# Task directions
Every entry is to be set down a second time, precisely as written.

Saved entries:
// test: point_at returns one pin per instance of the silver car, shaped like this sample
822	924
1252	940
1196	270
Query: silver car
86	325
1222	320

# Solved problem
// test: point_at returns one pin per instance of the silver car, shaped like this sample
822	924
1252	940
1196	270
Query: silver car
86	325
1222	320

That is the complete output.